• [CONSEGNA]
Copi fedelmente dall'intervista la parte che si apre con le parole contenenti "Tempo, le voci" e si chiude con "prima del disco?".

• [BRANO FORNITO]
#####

Tempo, le voci di corridoio, evadere e riprendere se stessi. Punti chiave di questo primo lavoro vero?
Questo lavoro è un po’ una sintesi di quattro concetti chiave in cui credo, che cerco di portare sempre dentro di me: non scendere a compromessi con la superficialità, con le parole vuote, sfuggire alla banalità grazie alla fantasia; non smettere mai di riconoscere la propria fragilità e rendersi capaci di accettarla per canalizzarla nell’arte; non dimenticare la preziosità del tempo, agire nel presente per il futuro, sforzarsi di non vivere tra procrastinazione e idealizzazione; coltivare la semplicità, ovvero la complessa accettazione della propria unicità ed imperfezione al di là delle proiezioni della nostra mente, in una visione realistica di noi stessi.
Come mai un Ep di 4 brani? Ispirazione del momento o stai tastando il terreno prima del disco?
Entrambe le cose: da una parte è un inizio, un piccolo passo nell’ottica di progetti futuri più ampi; dall’altra ho scelto questi quattro brani perchè per me hanno un peso ben specifico. Sono tre brani che ho composto cinque anni fa e che ho scelto di unire al brano più recente “Il tempo che non vivo”, in cui è racchiuso il concetto che mi ha spinto finalmente a concretizzarli e pubblicarli. Sono legati ad un mondo emotivo-sonoro-immaginativo che ha vissuto nella mia testa per tantissimo tempo e che aveva bisogno di essere esternato per permettermi di andare avanti ed evolvermi. Un esperimento, ma soprattutto il mio primo passo per iniziare ad esistere. Tanto tempo fa, quando ancora non avevo i mezzi per creare la mia musica ma potevo solo immaginarla, non riuscendo a comunicare a pieno il mio mondo interiore mi ero convinta di non esistere. Da questo “Esiste!”, perché sì, la mia musica esiste davvero e non è più solo una visione solitaria ed utopistica. Imperfetta, impulsiva, colorata, la mia musica esiste e mi rappresenta.

#####

• [DATI FORNITI]
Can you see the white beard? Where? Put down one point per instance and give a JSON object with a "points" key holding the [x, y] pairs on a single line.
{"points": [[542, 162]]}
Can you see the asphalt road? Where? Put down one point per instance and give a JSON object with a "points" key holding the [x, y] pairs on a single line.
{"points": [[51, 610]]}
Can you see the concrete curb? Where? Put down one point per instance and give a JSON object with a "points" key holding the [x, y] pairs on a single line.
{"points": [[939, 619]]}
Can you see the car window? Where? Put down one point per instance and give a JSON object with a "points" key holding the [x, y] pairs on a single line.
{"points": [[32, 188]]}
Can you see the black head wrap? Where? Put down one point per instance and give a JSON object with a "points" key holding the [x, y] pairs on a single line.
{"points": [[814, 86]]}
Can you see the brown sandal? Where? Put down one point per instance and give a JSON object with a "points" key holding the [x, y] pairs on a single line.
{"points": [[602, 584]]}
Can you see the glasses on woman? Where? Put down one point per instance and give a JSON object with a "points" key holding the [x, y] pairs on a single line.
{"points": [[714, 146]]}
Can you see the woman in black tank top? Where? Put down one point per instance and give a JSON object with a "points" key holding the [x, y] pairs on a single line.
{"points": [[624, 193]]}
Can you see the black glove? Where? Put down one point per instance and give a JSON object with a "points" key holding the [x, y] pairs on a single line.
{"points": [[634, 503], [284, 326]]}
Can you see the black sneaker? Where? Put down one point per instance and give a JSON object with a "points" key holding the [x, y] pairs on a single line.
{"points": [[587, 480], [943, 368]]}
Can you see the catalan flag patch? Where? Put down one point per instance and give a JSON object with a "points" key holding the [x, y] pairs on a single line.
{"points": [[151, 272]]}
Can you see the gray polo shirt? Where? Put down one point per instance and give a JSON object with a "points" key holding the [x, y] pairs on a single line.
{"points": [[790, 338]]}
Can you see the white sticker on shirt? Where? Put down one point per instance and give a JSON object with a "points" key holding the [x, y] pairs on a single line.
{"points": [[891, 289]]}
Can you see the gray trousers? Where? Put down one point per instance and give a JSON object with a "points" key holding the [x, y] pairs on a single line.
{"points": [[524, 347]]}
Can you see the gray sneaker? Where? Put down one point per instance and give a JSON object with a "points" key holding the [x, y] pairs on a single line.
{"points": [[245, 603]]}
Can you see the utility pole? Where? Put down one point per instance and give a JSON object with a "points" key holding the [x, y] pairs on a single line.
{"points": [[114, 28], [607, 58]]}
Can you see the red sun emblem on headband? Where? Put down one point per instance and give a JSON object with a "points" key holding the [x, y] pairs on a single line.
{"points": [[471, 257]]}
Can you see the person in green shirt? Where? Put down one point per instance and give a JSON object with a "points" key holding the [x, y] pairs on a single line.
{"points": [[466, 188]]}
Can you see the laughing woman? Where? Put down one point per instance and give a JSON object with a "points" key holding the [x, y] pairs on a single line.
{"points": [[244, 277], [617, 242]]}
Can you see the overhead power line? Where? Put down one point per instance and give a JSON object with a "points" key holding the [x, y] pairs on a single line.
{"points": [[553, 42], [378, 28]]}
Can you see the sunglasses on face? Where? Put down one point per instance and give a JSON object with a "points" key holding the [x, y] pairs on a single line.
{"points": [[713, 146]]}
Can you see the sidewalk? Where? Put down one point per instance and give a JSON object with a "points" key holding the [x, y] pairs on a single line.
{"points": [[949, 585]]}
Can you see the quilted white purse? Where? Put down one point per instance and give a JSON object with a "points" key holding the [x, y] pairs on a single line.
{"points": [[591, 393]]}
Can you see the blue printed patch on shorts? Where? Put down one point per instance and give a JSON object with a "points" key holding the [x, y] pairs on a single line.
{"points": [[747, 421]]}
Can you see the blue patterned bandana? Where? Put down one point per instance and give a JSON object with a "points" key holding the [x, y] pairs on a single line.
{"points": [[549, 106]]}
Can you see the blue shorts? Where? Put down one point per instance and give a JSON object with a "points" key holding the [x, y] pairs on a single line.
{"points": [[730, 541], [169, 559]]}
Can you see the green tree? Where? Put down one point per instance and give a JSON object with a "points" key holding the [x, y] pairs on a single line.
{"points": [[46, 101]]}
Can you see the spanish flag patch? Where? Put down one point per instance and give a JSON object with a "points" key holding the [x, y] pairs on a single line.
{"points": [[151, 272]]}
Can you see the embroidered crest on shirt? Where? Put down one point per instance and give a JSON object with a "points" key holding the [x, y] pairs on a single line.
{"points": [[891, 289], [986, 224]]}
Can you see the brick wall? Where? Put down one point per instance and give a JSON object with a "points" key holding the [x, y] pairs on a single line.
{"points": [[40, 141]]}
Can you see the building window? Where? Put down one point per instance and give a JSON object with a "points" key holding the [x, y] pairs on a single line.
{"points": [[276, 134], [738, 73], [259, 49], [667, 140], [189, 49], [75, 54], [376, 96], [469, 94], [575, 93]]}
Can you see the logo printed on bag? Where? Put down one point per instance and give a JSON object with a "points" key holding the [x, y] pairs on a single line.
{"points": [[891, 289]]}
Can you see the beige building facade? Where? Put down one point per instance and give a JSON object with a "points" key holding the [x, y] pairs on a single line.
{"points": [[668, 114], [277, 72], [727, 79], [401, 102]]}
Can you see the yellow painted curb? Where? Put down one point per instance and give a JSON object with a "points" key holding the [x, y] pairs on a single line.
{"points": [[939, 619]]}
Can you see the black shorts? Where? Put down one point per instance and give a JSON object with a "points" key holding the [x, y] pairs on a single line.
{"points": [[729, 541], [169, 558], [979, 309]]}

#####

• [RISPOSTA]
Tempo, le voci di corridoio, evadere e riprendere se stessi. Punti chiave di questo primo lavoro vero?
Questo lavoro è un po’ una sintesi di quattro concetti chiave in cui credo, che cerco di portare sempre dentro di me: non scendere a compromessi con la superficialità, con le parole vuote, sfuggire alla banalità grazie alla fantasia; non smettere mai di riconoscere la propria fragilità e rendersi capaci di accettarla per canalizzarla nell’arte; non dimenticare la preziosità del tempo, agire nel presente per il futuro, sforzarsi di non vivere tra procrastinazione e idealizzazione; coltivare la semplicità, ovvero la complessa accettazione della propria unicità ed imperfezione al di là delle proiezioni della nostra mente, in una visione realistica di noi stessi.
Come mai un Ep di 4 brani? Ispirazione del momento o stai tastando il terreno prima del disco?